━━ DATA ━━
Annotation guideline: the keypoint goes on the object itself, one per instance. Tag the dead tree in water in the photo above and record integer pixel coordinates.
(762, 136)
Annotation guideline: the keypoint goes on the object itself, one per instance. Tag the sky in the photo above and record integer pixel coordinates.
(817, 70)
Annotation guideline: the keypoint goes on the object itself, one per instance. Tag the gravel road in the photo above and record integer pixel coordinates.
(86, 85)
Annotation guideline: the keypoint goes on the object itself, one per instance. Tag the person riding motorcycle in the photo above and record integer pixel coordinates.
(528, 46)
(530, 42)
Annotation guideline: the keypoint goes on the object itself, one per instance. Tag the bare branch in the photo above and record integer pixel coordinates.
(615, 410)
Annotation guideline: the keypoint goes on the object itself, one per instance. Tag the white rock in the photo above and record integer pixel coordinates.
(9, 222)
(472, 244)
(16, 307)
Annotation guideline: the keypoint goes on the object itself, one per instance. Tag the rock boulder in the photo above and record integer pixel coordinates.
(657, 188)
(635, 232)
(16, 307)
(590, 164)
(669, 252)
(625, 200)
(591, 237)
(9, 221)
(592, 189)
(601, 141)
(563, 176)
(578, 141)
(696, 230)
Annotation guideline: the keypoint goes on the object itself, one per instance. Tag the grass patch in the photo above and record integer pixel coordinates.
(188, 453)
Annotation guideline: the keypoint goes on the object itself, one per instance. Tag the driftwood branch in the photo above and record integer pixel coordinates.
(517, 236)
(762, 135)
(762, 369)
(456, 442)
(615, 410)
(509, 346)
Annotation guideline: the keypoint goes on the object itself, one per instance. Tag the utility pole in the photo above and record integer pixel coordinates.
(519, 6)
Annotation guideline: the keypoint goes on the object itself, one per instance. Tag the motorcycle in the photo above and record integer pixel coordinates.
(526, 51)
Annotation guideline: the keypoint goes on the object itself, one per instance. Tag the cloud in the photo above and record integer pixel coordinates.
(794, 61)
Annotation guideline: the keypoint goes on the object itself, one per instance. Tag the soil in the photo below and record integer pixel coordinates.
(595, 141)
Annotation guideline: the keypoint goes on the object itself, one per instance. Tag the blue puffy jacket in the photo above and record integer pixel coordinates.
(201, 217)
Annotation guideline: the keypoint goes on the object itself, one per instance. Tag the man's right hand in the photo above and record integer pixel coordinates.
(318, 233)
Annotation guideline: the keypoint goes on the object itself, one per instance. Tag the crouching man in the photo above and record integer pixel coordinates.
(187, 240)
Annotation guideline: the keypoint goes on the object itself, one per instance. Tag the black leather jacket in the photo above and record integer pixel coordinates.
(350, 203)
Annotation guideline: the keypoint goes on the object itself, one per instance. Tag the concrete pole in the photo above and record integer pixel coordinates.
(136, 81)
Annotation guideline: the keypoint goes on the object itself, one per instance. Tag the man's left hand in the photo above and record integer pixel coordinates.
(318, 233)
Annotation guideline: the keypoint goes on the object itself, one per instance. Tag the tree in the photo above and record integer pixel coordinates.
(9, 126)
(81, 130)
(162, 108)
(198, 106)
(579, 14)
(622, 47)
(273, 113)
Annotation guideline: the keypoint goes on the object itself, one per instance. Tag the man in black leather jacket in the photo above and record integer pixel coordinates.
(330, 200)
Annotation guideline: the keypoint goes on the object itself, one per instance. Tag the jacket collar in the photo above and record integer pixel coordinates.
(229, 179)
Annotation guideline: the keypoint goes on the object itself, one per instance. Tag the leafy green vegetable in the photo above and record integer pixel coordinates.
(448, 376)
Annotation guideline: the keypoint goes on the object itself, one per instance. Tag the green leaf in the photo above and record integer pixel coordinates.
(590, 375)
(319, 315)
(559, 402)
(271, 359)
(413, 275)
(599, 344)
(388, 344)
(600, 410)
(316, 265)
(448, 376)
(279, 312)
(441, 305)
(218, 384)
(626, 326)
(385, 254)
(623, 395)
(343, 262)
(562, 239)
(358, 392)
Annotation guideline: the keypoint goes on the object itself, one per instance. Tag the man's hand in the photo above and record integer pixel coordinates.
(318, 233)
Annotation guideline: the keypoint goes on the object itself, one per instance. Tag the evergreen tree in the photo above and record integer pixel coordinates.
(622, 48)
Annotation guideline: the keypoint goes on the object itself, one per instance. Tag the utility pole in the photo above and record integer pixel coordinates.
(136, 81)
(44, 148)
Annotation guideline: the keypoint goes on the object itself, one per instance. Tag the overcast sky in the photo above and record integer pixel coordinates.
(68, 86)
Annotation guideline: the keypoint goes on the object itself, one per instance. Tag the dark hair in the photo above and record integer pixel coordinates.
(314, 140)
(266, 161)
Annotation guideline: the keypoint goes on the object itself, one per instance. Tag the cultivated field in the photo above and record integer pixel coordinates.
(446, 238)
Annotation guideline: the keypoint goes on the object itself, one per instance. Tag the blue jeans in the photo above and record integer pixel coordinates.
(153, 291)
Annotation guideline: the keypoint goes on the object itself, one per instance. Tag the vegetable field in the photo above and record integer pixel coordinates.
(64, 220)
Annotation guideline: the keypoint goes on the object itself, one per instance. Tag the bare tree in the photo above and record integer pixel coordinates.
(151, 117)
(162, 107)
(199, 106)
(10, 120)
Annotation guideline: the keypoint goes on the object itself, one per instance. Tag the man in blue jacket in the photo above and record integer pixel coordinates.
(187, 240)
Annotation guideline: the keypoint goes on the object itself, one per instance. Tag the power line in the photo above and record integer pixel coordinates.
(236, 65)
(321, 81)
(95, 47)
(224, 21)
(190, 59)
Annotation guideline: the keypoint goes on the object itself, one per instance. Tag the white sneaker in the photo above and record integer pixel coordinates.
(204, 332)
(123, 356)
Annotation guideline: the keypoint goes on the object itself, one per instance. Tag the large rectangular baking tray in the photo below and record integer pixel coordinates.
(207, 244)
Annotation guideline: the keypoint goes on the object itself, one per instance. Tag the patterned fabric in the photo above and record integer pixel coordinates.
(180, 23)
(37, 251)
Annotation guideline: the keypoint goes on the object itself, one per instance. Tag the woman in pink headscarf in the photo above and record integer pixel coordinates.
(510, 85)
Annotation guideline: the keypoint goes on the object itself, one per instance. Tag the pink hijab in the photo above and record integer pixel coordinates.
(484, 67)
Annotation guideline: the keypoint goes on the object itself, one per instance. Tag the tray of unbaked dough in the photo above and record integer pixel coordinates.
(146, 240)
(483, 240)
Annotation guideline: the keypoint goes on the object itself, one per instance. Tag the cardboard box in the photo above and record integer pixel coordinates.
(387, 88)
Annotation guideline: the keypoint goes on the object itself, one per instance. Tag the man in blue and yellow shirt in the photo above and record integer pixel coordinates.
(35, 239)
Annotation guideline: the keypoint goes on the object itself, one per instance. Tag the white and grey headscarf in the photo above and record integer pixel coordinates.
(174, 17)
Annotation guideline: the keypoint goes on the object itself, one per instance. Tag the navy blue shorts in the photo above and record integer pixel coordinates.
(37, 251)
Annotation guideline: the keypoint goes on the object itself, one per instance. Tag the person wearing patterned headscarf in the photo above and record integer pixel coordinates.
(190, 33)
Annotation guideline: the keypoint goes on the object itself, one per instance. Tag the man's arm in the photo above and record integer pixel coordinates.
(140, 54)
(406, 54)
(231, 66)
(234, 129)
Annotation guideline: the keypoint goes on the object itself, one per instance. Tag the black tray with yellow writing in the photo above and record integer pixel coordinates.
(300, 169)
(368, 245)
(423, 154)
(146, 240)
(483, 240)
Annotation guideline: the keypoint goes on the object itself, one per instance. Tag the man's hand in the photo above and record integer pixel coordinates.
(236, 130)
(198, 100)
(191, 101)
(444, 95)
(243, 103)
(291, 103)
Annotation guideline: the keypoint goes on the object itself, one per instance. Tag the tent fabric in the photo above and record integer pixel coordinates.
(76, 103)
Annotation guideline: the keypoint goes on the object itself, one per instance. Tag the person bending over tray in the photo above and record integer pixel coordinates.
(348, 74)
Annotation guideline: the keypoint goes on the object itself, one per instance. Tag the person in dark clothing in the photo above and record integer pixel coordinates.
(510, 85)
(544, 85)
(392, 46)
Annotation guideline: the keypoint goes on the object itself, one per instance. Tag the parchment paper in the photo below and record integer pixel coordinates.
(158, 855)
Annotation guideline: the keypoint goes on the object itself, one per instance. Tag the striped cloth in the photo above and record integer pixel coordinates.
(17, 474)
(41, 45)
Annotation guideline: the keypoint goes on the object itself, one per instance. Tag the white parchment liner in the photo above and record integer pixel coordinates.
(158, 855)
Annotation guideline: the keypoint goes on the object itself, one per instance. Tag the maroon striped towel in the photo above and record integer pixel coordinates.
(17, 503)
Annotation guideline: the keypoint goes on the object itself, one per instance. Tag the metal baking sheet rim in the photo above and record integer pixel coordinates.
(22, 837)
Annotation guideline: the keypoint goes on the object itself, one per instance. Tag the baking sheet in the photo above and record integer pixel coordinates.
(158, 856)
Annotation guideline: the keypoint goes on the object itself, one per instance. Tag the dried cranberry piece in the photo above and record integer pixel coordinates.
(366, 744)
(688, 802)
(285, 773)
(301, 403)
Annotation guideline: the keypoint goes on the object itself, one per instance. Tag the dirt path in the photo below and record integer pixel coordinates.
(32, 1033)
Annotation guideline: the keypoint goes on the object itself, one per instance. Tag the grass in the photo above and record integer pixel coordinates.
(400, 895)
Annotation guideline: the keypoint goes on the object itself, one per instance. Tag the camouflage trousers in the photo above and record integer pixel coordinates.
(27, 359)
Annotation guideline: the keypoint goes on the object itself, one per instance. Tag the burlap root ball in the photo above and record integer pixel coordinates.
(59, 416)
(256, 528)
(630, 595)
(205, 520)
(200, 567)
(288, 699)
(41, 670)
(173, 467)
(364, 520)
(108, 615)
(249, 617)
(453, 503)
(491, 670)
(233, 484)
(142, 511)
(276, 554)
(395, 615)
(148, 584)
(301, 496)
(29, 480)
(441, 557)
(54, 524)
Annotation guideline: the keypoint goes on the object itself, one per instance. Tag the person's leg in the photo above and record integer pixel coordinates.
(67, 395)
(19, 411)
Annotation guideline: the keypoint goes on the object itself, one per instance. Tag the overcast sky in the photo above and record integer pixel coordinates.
━━━
**WORK INSTRUCTIONS:** Starting at the line containing "Tag the dirt" and ending at the last line of the listing, rewrite those lines with "camouflage trousers" changed to "camouflage pants" and everything else left as it is.

**EXPECTED OUTPUT:**
Annotation guideline: the keypoint goes on the object itself, one per instance. Tag the dirt path in the photo below and record integer pixel coordinates.
(32, 1033)
Annotation guideline: the keypoint goes on the object itself, one per instance. Tag the grass in the photo above and record integer pixel coordinates.
(400, 895)
Annotation guideline: the keypoint goes on the object itself, one per instance. Tag the camouflage pants in the photo above and record integer pixel coordinates.
(27, 359)
Annotation guideline: the keypoint goes on the object itself, one per instance. Tag the burlap root ball in the photo above and record integer pixel coordinates.
(59, 416)
(256, 528)
(630, 595)
(205, 520)
(200, 567)
(288, 699)
(41, 670)
(173, 467)
(364, 520)
(108, 615)
(249, 617)
(453, 503)
(491, 670)
(233, 484)
(142, 511)
(276, 554)
(395, 615)
(148, 584)
(301, 496)
(29, 480)
(441, 557)
(54, 524)
Annotation guideline: the keypoint goes on the object itself, one per instance. Tag the person's leg in the photo above and record integer pixel coordinates.
(67, 395)
(19, 411)
Annotation guideline: the keypoint goes on the object itself, one per instance. Tag the overcast sky in the photo above and record integer pixel coordinates.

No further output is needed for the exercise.